- Task A: In the tribute to Charles Robert Schuster, rewrite the paragraph beginning "After six years in the Department of Pharmacology" as a short list that keeps its main facts.
- Task B: From the tribute to Charles Robert Schuster, reproduce the passage between "R.I.P. Charles Robert" and "NIDA-grantees mailing list.", inclusive, and substitute "email list" for "mailing list" each time it appears.
- Task C: Resume the tribute to Charles Robert Schuster from the point where it stops.
(Beginning of Supplied text)
R.I.P. Charles Robert Schuster, Ph.D.
February 23, 2011
sourceAn towering figure of the substance abuse research fields has passed away. According to a note posted to an ASPET mailing list, Charles Robert Schuster, Ph.D. suffered a fatal stroke on Feb 21 in Houston Texas. NIDA Director Nora Volkow has also posted a notice to the NIDA-grantees mailing list.
The CPDD biography of Dr. Schuster is a brief overview of his career.
After six years in the Department of Pharmacology at the University of Michigan, he joined the Departments of Psychiatry, Pharmacology, and Behavioral Sciences and founded the University of Chicago´s Drug Abuse Research Center. In 1986, Dr. Schuster was appointed the Director of the National Institute on Drug Abuse, a position he held until 1992. In January of 1995, Dr. Schuster was appointed as a Professor in the Department of Psychiatry and Behavioral Neurosciences at Wayne State School of Medicine and the Director of the Substance Abuse Research Division.
(End of Supplied text)
(Beginning of Extracted entries)
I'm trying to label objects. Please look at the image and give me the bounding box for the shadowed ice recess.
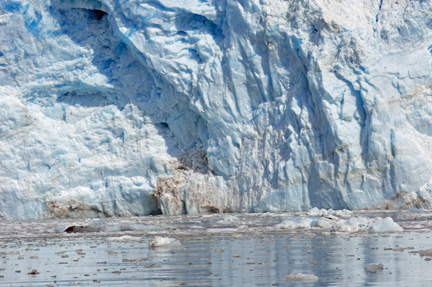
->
[0,0,432,219]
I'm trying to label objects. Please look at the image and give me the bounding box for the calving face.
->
[0,0,432,219]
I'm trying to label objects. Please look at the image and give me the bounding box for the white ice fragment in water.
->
[307,207,328,216]
[285,273,318,282]
[106,235,142,241]
[149,236,181,248]
[365,263,384,272]
[419,248,432,256]
[217,215,239,224]
[369,217,403,233]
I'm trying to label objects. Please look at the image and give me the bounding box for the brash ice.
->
[0,0,432,219]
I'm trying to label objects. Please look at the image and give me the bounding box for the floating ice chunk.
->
[149,236,181,248]
[121,224,152,231]
[217,215,239,224]
[419,248,432,256]
[365,263,384,272]
[106,235,142,241]
[311,218,334,228]
[275,217,313,229]
[369,217,403,233]
[307,207,328,216]
[333,209,353,218]
[237,224,249,231]
[285,273,319,282]
[101,225,122,232]
[333,217,370,233]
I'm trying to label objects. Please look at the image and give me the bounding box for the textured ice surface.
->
[0,0,432,219]
[285,273,319,282]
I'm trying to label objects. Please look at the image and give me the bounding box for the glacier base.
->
[0,0,432,219]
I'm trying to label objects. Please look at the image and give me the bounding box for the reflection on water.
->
[0,215,432,286]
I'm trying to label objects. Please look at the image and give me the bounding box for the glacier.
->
[0,0,432,219]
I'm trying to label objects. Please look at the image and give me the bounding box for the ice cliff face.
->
[0,0,432,218]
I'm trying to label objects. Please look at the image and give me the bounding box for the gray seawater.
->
[0,212,432,286]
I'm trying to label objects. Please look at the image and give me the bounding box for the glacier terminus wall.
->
(End of Extracted entries)
- Answer space A:
- Spent six years in the Department of Pharmacology at the University of Michigan.
- Then joined the Departments of Psychiatry, Pharmacology, and Behavioral Sciences and founded the University of Chicago's Drug Abuse Research Center.
- Served as Director of the National Institute on Drug Abuse from 1986 to 1992.
- In January 1995, was appointed Professor in the Department of Psychiatry and Behavioral Neurosciences at Wayne State School of Medicine and Director of the Substance Abuse Research Division.

- Answer space B:
R.I.P. Charles Robert Schuster, Ph.D.
February 23, 2011
sourceAn towering figure of the substance abuse research fields has passed away. According to a note posted to an ASPET email list, Charles Robert Schuster, Ph.D. suffered a fatal stroke on Feb 21 in Houston Texas. NIDA Director Nora Volkow has also posted a notice to the NIDA-grantees email list.

- Answer space C:
One of the most fundamental and lasting advances of Dr. Schuster was the development of the self-administration model of drug reinforcement. Bob Schuster was one of the first to demonstrate that animals would work to receive intravenous infusions of drug and he was a major player in several of the initial observations on the reinforcing properties of recreational drugs through the 1960s and 1970s.
James R. Weeks published in 1962 that female rats would press a lever to receive intravenous infusions of morphine. Schuster and his colleagues were the first to adapt this method to nonhuman primates, getting started at approximately the same time as Weeks (there are references to Abstract presentations from Weeks as early as 1960 or 1961).